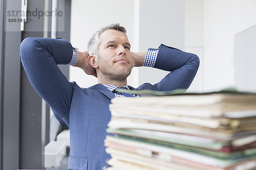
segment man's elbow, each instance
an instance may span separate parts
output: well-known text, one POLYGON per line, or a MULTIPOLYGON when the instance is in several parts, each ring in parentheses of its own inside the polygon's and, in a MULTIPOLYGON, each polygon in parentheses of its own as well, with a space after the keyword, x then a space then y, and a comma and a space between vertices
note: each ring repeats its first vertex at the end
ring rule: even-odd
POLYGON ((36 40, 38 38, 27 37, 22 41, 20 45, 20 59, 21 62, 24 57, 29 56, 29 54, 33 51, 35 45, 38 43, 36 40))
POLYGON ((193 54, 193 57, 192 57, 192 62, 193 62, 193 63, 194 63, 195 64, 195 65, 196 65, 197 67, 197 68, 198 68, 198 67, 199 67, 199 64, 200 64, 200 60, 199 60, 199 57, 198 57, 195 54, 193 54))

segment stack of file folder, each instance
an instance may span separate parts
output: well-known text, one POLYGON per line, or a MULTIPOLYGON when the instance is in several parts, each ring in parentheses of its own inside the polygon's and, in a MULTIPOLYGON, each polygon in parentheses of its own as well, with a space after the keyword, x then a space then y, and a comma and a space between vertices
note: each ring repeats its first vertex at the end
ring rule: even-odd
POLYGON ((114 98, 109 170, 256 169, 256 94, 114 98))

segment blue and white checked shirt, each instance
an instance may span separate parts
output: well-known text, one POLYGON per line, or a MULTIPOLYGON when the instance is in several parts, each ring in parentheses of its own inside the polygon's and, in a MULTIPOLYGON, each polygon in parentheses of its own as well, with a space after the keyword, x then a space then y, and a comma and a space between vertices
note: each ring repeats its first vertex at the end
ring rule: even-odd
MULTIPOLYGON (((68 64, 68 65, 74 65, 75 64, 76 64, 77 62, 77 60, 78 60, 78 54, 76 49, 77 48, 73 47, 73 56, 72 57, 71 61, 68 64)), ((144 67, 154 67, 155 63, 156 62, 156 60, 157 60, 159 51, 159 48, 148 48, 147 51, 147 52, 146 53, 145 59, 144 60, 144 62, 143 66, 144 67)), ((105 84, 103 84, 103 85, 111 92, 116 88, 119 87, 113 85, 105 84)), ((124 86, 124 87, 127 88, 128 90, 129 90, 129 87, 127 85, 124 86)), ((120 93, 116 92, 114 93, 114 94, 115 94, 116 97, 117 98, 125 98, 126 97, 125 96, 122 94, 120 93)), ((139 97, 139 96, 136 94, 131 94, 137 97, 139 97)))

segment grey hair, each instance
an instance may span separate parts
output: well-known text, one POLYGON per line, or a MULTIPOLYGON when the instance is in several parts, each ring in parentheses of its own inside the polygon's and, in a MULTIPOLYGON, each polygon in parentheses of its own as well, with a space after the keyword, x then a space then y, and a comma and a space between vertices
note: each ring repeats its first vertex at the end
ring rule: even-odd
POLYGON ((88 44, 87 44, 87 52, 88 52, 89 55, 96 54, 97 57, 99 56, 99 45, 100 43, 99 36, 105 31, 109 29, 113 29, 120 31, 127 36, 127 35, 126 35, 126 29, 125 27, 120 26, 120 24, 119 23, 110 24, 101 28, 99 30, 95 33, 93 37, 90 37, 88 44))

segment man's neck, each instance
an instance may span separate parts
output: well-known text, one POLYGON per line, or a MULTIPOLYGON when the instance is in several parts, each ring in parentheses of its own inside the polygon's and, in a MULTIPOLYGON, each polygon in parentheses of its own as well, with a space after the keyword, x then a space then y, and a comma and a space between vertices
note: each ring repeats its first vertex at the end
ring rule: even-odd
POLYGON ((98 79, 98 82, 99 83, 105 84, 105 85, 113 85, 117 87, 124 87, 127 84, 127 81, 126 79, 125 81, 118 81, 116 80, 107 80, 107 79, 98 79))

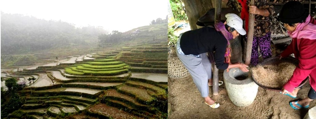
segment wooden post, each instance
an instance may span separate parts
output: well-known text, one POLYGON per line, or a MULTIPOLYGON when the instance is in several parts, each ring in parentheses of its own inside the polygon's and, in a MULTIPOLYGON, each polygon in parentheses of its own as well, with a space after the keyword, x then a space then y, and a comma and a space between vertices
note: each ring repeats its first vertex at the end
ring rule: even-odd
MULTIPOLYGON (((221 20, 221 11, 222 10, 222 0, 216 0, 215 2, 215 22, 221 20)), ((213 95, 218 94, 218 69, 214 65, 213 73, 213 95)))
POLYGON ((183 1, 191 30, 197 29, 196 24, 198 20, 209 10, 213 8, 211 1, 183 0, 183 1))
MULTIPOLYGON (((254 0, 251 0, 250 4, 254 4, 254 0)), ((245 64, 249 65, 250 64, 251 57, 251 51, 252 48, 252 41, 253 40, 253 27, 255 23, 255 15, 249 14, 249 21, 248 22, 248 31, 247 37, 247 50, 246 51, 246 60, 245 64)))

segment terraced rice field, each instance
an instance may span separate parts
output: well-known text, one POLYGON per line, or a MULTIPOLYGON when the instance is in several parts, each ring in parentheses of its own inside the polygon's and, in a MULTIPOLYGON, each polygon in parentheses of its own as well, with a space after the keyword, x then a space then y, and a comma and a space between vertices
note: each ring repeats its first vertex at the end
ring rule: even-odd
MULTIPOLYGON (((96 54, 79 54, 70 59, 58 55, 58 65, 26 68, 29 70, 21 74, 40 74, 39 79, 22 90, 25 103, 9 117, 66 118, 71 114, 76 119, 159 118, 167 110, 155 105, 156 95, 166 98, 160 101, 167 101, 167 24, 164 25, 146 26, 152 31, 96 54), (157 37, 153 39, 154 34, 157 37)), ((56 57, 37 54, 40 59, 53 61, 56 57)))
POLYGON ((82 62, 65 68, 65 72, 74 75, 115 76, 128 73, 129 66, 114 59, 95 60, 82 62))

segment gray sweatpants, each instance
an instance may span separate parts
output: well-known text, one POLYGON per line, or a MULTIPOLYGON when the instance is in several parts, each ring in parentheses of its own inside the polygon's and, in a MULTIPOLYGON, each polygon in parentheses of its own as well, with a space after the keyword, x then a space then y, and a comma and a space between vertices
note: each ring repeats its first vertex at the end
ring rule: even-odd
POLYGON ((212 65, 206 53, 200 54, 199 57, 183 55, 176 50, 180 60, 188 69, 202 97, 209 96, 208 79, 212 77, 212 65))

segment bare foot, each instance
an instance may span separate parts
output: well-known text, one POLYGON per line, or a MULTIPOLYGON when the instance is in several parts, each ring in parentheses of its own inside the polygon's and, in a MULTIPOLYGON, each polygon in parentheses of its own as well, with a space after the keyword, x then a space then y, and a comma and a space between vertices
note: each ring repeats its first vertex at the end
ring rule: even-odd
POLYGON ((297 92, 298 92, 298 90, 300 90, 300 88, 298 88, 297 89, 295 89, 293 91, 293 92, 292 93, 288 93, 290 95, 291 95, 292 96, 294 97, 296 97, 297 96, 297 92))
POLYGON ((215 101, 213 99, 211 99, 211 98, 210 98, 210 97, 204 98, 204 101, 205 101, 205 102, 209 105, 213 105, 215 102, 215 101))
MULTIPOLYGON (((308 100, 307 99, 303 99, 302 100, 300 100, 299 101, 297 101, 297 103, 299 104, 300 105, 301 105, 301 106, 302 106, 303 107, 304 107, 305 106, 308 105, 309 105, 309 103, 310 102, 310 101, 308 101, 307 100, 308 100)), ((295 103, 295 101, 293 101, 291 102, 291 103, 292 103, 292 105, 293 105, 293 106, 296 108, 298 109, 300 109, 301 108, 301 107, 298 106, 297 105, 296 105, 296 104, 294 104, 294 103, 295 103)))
• • • •
TASK OBJECTIVE: Recast the records, from their start through the line containing "POLYGON ((114 98, 109", as a Markdown table with the columns No. and Text, numbering each row. Leave out blank lines and the picture.

THE RESULT:
| No. | Text |
|---|---|
| 1 | segment man's elbow, each instance |
| 2 | an instance may span separate parts |
| 3 | output: well-known text, one POLYGON per line, or a MULTIPOLYGON when the instance is in several parts, each ring in parentheses of its own inside the polygon's and, in a MULTIPOLYGON, each polygon in parentheses of its own as well, with a space after the keyword, x then a space then y, and a comma and a space between vertices |
| 4 | note: each ring repeats its first vertex at the end |
| 5 | ring rule: even-odd |
| 6 | POLYGON ((36 40, 38 38, 27 37, 22 41, 20 45, 20 59, 21 62, 24 57, 29 56, 29 54, 33 51, 35 45, 38 43, 36 40)) |
| 7 | POLYGON ((193 54, 193 57, 192 57, 192 62, 193 62, 193 63, 194 63, 195 64, 195 65, 196 65, 197 67, 197 68, 198 68, 198 67, 199 67, 199 64, 200 64, 200 60, 199 60, 199 57, 198 57, 195 54, 193 54)) |
| 8 | segment stack of file folder, each instance |
| 9 | an instance may span separate parts |
| 10 | output: well-known text, one POLYGON per line, or a MULTIPOLYGON when the instance is in several parts, each ring in parentheses of its own inside the polygon's and, in a MULTIPOLYGON, each polygon in parentheses of its own as well, with a space after the keyword, x then a space then y, and a comma and a space between vertices |
| 11 | note: each ring repeats its first vertex at the end |
| 12 | ring rule: even-odd |
| 13 | POLYGON ((114 98, 109 170, 256 169, 256 94, 114 98)) |